# Task brief
Leaving pictures aside, restate exactly the lines of the data below, from the first one through the line that contains "target | ornate gold frame".

[Records supplied — start]

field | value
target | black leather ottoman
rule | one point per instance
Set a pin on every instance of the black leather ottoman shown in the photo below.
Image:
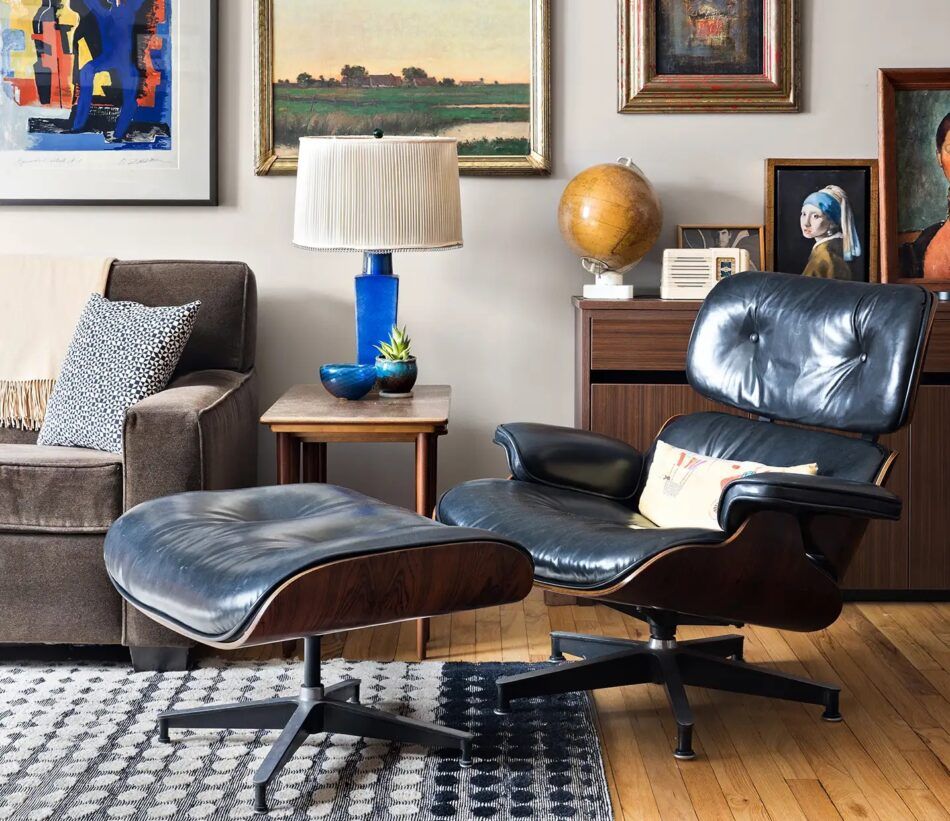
(238, 568)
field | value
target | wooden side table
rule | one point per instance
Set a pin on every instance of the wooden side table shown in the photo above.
(306, 418)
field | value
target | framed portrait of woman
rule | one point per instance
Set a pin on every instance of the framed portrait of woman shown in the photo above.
(915, 175)
(709, 55)
(821, 218)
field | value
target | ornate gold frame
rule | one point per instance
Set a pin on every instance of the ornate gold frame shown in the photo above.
(267, 161)
(874, 236)
(644, 91)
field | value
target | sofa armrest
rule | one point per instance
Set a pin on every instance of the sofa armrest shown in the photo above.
(571, 459)
(804, 495)
(200, 433)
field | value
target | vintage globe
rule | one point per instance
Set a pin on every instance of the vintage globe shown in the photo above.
(610, 216)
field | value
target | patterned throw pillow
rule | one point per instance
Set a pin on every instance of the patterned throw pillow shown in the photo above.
(683, 488)
(121, 353)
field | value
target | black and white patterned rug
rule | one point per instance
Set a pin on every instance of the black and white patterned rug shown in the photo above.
(77, 741)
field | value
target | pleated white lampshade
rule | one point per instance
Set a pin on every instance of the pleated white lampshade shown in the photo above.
(378, 195)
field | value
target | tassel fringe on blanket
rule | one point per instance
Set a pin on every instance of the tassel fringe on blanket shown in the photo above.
(23, 403)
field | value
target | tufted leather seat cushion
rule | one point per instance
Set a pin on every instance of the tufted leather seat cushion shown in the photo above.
(827, 353)
(207, 560)
(577, 540)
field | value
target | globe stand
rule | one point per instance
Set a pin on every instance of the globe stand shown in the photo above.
(607, 284)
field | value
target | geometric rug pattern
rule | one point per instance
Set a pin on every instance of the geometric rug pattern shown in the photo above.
(78, 741)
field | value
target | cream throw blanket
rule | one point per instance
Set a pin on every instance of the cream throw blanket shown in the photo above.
(41, 299)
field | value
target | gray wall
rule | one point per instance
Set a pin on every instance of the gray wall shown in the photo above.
(494, 319)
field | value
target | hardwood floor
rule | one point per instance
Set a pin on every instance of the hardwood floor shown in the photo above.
(757, 759)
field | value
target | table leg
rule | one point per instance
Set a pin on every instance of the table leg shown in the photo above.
(315, 461)
(288, 459)
(427, 462)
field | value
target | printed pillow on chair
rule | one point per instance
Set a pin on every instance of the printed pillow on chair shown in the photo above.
(121, 353)
(683, 488)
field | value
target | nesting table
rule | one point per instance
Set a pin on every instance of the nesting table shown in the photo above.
(307, 418)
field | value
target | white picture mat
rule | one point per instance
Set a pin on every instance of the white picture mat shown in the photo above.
(182, 173)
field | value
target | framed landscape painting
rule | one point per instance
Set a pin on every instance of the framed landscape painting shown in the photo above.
(915, 175)
(709, 55)
(108, 103)
(476, 70)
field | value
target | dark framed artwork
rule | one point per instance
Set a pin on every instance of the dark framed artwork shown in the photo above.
(475, 70)
(747, 237)
(821, 218)
(709, 55)
(108, 103)
(915, 175)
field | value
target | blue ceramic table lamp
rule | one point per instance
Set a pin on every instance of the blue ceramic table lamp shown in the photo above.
(377, 195)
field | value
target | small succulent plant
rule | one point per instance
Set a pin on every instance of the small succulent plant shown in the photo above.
(399, 347)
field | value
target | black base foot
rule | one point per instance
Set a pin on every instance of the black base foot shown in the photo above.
(317, 710)
(159, 659)
(713, 663)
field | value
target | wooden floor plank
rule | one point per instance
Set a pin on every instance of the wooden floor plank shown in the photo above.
(924, 805)
(813, 799)
(488, 634)
(514, 632)
(537, 626)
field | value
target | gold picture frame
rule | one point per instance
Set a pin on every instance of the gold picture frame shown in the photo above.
(644, 90)
(681, 231)
(268, 160)
(821, 168)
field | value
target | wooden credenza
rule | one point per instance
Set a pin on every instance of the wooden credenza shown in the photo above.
(630, 379)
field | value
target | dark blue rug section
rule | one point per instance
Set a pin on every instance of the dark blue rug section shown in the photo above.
(541, 761)
(78, 741)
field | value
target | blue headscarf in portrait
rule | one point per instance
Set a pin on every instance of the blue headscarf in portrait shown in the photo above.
(833, 202)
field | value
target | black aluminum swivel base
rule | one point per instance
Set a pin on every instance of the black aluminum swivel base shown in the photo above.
(317, 709)
(714, 663)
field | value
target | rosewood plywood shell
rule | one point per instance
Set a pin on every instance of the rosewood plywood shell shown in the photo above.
(390, 587)
(760, 575)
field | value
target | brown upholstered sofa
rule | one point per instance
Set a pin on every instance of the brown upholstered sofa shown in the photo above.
(56, 504)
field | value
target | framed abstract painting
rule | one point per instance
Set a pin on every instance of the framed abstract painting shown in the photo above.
(821, 218)
(709, 55)
(915, 175)
(476, 70)
(108, 103)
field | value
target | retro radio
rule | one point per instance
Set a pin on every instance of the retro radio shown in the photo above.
(692, 273)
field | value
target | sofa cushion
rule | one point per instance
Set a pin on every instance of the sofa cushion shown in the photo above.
(58, 490)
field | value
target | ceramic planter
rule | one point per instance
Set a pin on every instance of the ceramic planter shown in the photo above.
(396, 378)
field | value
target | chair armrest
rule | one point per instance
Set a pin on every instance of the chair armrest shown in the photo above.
(571, 459)
(200, 433)
(804, 495)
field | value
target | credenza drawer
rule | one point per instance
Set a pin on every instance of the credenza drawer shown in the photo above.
(640, 341)
(938, 351)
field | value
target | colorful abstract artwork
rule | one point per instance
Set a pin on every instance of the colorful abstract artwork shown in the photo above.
(86, 75)
(475, 72)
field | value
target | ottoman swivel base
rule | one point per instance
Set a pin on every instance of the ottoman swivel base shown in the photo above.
(317, 709)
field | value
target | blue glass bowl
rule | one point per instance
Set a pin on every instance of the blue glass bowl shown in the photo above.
(348, 381)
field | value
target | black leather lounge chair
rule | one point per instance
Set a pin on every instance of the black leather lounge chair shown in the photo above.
(841, 358)
(244, 567)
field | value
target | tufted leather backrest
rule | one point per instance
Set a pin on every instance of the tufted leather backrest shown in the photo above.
(820, 352)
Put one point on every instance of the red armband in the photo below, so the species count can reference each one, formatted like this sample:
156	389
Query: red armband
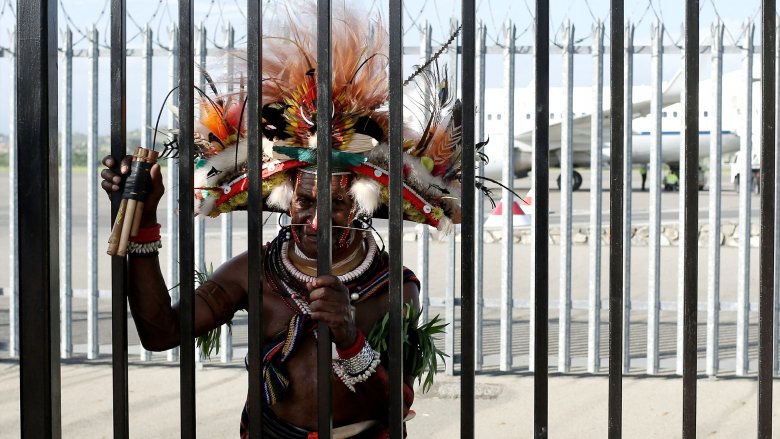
353	350
147	234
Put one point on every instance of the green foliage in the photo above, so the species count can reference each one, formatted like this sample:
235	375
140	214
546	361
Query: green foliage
420	351
210	341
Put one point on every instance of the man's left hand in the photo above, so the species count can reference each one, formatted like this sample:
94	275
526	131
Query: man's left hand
330	304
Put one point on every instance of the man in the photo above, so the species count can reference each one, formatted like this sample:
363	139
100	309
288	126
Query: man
327	296
354	297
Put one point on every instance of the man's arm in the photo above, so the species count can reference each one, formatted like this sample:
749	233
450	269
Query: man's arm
156	320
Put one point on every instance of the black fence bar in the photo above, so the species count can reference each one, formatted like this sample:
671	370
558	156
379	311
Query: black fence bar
119	263
325	221
690	164
616	181
255	217
186	221
767	219
395	186
541	213
39	359
467	329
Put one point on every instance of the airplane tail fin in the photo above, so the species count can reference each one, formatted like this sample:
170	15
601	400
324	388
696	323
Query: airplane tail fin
672	93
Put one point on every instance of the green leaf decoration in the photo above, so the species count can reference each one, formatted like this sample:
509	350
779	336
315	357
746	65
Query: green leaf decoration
210	341
341	159
420	351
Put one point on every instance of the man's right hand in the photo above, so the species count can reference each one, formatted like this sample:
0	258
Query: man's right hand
114	182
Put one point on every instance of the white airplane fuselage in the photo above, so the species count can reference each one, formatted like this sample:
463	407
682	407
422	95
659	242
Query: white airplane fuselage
733	124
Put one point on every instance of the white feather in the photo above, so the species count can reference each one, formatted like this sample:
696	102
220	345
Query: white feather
281	196
224	161
206	206
367	193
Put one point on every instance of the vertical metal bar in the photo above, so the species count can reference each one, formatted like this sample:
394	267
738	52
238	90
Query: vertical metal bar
13	217
423	231
480	197
615	416
324	249
119	264
594	244
200	225
172	183
654	271
567	151
93	343
255	217
716	150
146	132
186	226
767	220
449	306
449	339
507	200
395	216
628	146
66	203
36	69
423	258
468	68
541	158
745	188
226	225
690	192
776	336
452	62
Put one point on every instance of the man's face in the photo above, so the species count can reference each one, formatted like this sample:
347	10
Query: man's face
304	215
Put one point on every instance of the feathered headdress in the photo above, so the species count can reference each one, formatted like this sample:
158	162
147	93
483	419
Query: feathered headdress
432	153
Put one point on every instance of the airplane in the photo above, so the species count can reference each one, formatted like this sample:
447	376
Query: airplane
671	123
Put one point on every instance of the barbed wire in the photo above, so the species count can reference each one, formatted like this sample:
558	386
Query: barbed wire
660	18
728	31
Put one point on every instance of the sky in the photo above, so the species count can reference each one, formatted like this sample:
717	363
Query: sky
81	15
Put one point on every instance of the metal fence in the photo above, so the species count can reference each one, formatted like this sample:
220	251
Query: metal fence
47	238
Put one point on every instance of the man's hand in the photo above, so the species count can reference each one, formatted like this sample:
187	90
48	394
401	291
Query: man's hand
330	304
114	182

[Records supplied — finish]

# Response
field | value
target | black leather ottoman
rule | one point per instance
Set a pin on every instance of the black leather ottoman shown in the photo below.
Image:
(238, 568)
field | value
target | wooden side table
rule | one point per instance
Set a pin on every instance of the wooden side table shown in the photo above.
(306, 418)
field | value
target | framed portrait of woman
rule | one point per instance
Set a pin on every instance of the framed portrait of woman shown in the photo above.
(915, 175)
(709, 55)
(821, 218)
field | value
target | ornate gold frame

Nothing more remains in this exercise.